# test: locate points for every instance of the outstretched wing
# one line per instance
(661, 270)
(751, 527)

---

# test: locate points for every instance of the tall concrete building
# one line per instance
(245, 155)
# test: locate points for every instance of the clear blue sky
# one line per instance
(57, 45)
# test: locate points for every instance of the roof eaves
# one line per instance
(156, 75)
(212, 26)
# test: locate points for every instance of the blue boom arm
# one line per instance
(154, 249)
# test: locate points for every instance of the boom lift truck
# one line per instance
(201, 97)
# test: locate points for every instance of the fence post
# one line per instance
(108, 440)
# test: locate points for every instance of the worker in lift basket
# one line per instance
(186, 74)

• WHAT THIS TASK INVOLVES
Please return every line of the items above that contains the word "boom", matching case exactly.

• EXERCISE RESPONSE
# test: locate points for every instance of the blue boom arm
# test: locate points for every instance of the boom lift truck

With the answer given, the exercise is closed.